● **BRIEF**:
Below is a listing to transcribe in full and exactly; keep the pictures out.

● **MATERIAL SHOWN**:
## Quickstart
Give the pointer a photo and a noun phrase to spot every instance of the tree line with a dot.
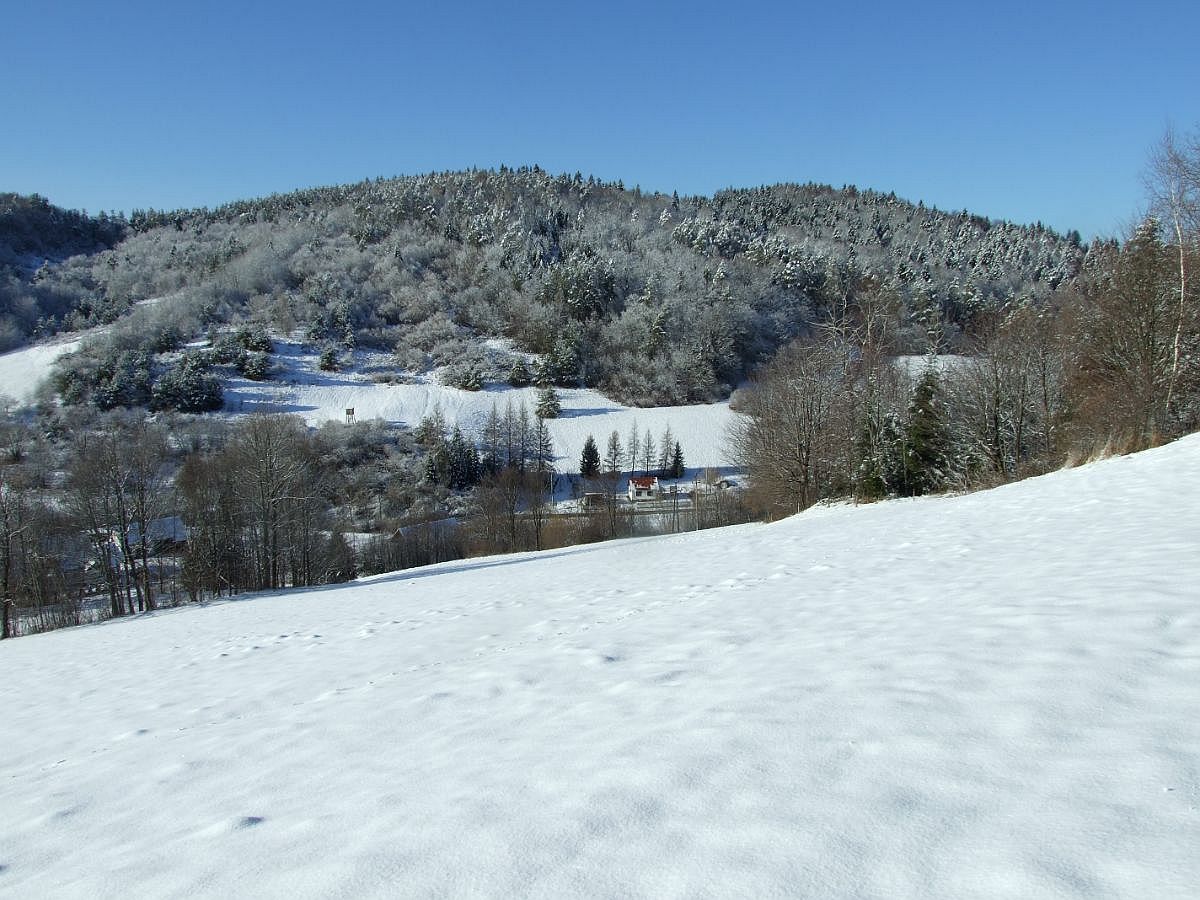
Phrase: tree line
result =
(1110, 364)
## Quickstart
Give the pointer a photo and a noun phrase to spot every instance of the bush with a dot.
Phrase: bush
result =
(256, 366)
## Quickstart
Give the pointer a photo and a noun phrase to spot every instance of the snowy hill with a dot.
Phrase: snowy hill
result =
(301, 389)
(985, 696)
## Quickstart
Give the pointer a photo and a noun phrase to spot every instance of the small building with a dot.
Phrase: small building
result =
(643, 489)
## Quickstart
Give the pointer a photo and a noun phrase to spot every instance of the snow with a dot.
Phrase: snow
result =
(300, 388)
(22, 372)
(982, 696)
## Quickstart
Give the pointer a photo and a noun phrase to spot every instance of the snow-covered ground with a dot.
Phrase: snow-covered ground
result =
(983, 696)
(22, 372)
(300, 388)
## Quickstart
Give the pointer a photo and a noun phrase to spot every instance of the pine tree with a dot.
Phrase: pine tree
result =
(589, 462)
(613, 455)
(543, 448)
(519, 376)
(665, 447)
(549, 406)
(648, 456)
(633, 449)
(677, 467)
(927, 438)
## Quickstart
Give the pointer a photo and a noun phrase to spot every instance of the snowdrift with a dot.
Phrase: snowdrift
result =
(985, 696)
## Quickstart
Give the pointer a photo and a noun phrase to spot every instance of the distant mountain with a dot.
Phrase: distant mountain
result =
(652, 298)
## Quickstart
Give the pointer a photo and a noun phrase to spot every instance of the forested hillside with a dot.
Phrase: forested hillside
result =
(654, 299)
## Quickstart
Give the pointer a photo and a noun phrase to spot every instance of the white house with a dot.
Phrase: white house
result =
(643, 489)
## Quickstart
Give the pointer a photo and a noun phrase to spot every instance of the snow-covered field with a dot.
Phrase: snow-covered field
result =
(22, 372)
(300, 388)
(984, 696)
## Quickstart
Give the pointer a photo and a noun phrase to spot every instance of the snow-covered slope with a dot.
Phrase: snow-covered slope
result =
(985, 696)
(22, 372)
(318, 397)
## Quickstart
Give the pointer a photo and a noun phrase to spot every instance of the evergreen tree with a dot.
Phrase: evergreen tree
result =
(648, 456)
(519, 376)
(549, 406)
(880, 450)
(665, 447)
(493, 443)
(677, 467)
(613, 455)
(927, 441)
(187, 387)
(633, 449)
(589, 462)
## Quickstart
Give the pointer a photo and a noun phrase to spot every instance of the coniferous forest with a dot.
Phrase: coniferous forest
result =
(875, 348)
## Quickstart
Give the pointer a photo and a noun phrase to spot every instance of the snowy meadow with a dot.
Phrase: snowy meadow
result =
(979, 696)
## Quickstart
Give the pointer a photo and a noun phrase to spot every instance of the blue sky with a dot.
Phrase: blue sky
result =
(1021, 111)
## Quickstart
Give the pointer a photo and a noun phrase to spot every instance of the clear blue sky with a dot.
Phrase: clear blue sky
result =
(1023, 111)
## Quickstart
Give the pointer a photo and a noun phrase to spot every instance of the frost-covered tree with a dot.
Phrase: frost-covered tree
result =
(549, 405)
(589, 461)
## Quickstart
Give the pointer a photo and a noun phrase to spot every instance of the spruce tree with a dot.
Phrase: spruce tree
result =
(549, 406)
(589, 462)
(677, 467)
(927, 438)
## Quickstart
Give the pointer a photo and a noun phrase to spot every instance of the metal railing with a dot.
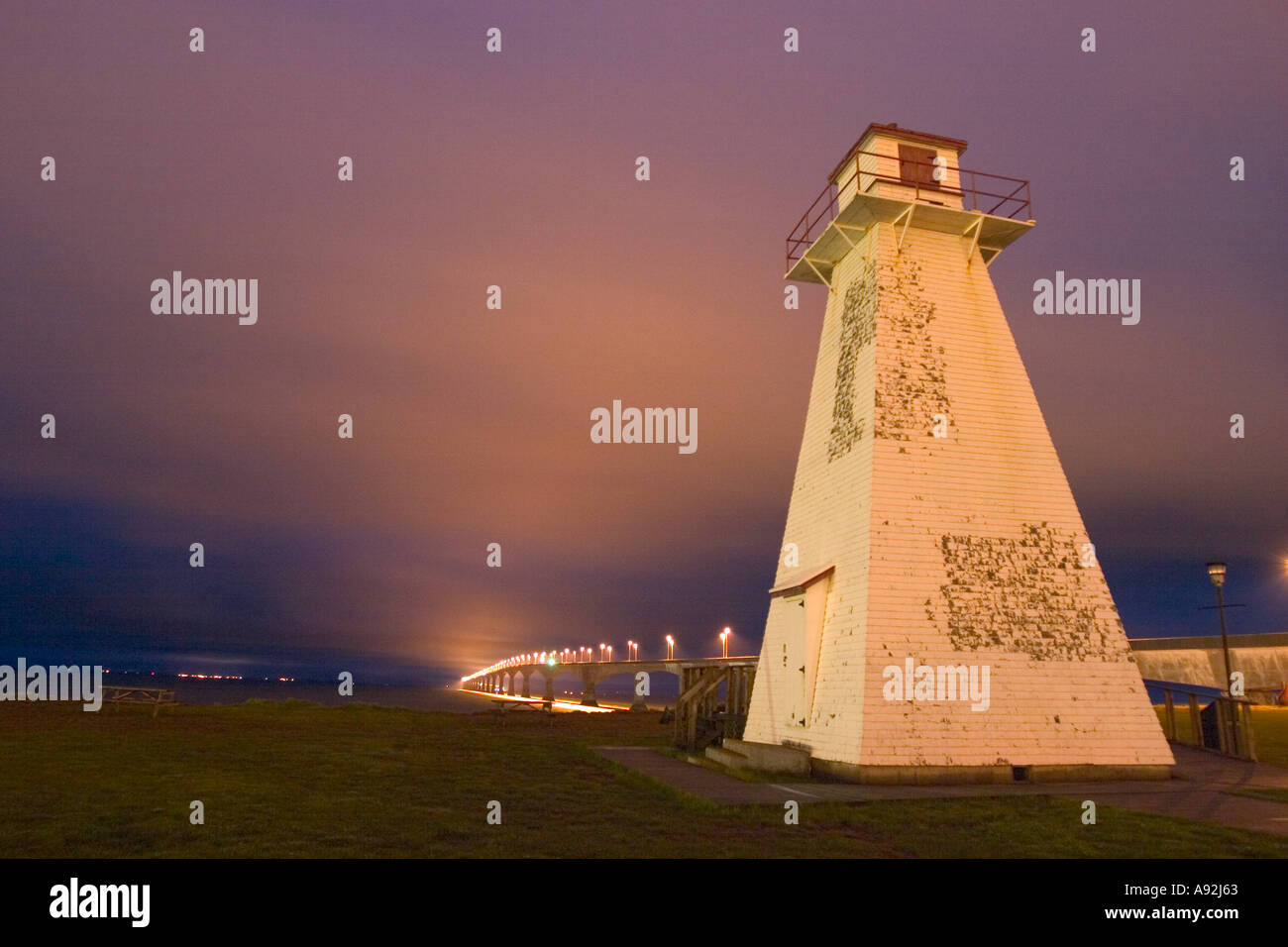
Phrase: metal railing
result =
(1006, 196)
(1224, 725)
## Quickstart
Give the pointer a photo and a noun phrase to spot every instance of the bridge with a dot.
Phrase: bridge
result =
(700, 684)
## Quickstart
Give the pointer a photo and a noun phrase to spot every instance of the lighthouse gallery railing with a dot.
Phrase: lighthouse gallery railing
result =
(988, 193)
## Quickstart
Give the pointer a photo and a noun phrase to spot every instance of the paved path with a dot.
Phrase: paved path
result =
(1199, 789)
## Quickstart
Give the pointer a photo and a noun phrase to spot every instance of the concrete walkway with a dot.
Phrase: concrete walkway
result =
(1199, 789)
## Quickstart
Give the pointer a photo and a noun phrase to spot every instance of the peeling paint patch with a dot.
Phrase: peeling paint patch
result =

● **COMPLETE OUTPUT**:
## Quickstart
Give the pointer a photo and a noun phrase to spot every instance of the tree line with a dot.
Phrase: tree line
result =
(1110, 364)
## Quickstart
Give the pointer a photo and a noun phrase to spot every instance of the bush with a dot.
Phrase: bush
result =
(256, 366)
## Quickstart
Give the pointer a photo and a noun phrase to spot every instance of the snowy hill with a dot.
Phrase: snowy hill
result =
(301, 389)
(985, 696)
## Quickstart
Give the pointer a photo and a noun phrase to spot every instance of the small building with a dot.
Phrase: small building
result =
(643, 489)
## Quickstart
Give the pointer a photo and a noun phrase to spot every instance of the snow with a dot.
Phrase: snow
result =
(300, 388)
(22, 372)
(982, 696)
## Quickstart
Give the pointer a photo and a noun phrase to spot every instance of the snow-covered ground with a dot.
Phrase: snow-covered ground
result =
(983, 696)
(22, 372)
(300, 388)
## Quickstart
Give the pointer a photo and a noun phrase to spot every instance of the pine tree with a dot.
Phrase: pine tree
result =
(589, 462)
(613, 455)
(543, 448)
(519, 376)
(665, 447)
(549, 406)
(648, 456)
(633, 449)
(677, 467)
(927, 438)
## Quickstart
Give the pointer a photo and a noun phrase to spot every instance of the snowdrift with a dot.
Phrase: snowdrift
result =
(985, 696)
## Quickstart
Give the pointer a photo and a noun phrase to spot every instance of the distant mountain with a dot.
Phrase: distant mountain
result =
(652, 298)
## Quickstart
Give the pointer a photo and a noun phrase to spot every instance of the forested hillside with a dot.
Phrase: forested hillside
result =
(654, 299)
## Quickstart
Give the pointer a photo and a noun phrase to spot every instance of the white house with a dot.
Phrase: white house
result =
(643, 489)
## Quickstart
Give the pointer a photo and a noun phrase to spot every instance of the snow-covered field with a dot.
Phrase: snow-covered field
result =
(22, 372)
(300, 388)
(984, 696)
## Quickstart
Give the pointer a photo and a noun phrase to spot every instance of the snow-covered slope with a dot.
Phrase: snow-covered slope
result =
(985, 696)
(22, 372)
(318, 397)
## Quickstart
Give the pointer a photo and a noun phrase to spot every instance of the evergreen tree with a dot.
Phrase: evergreen tree
result =
(648, 456)
(519, 376)
(549, 406)
(880, 450)
(665, 447)
(493, 443)
(677, 467)
(613, 455)
(927, 441)
(187, 387)
(633, 449)
(589, 462)
## Quickstart
Give the pointer a photo and a noun phrase to spot every instance of the coniferous forest with a dot.
Phrase: coniferous forest
result =
(875, 348)
## Quickstart
Give the pointer a photo and a noun phrase to spot every instance of the snowy meadow with a dot.
Phrase: snowy meadow
result =
(979, 696)
## Quickstart
Give the pointer a photo and a noun phrase to spot every instance of the blue sky with a dot.
Phrase: blue sky
result =
(1021, 111)
## Quickstart
Give the pointer a photo and a noun phrase to spot every instance of the clear blue sky with a dot.
Phrase: clear blue sky
result =
(1023, 111)
## Quickstart
Give the pointer a photo and a noun phrase to spot every instance of the frost-covered tree with a dot.
Phrase: frost-covered tree
result =
(549, 405)
(589, 461)
## Quickstart
Give the pointer a photo and a noun phrase to spot every instance of the spruce tree with a dot.
Phrase: spruce tree
result =
(549, 406)
(589, 462)
(677, 467)
(927, 438)
## Quickstart
Give the pointer a photo and a noun phrase to spot every instance of the metal railing with a dot.
Phrase: metal railing
result =
(1006, 196)
(1224, 725)
## Quickstart
Give the pointer a photo and a noun phrase to spot every instance of the bridge with a dot.
Phrase: bridge
result =
(700, 684)
## Quickstart
Give the pointer a photo and a noun phrase to spot every instance of the lighthouse gallery railing with a dot.
Phrase: lighthouse gallery railing
result =
(988, 193)
## Quickstart
Give the pointer a photo and a noun phrase to spot every instance of the paved path with a dot.
Phrase: paved path
result =
(1199, 789)
## Quickstart
Give the pointer a photo and a noun phrase to spot every instance of the concrete walkway with a dot.
Phrase: concrete walkway
result =
(1199, 789)
## Quickstart
Give the pointer a photo and a noun phrase to spot every instance of the peeling paint patch with a dot.
Phrase: peeling paint patch
result =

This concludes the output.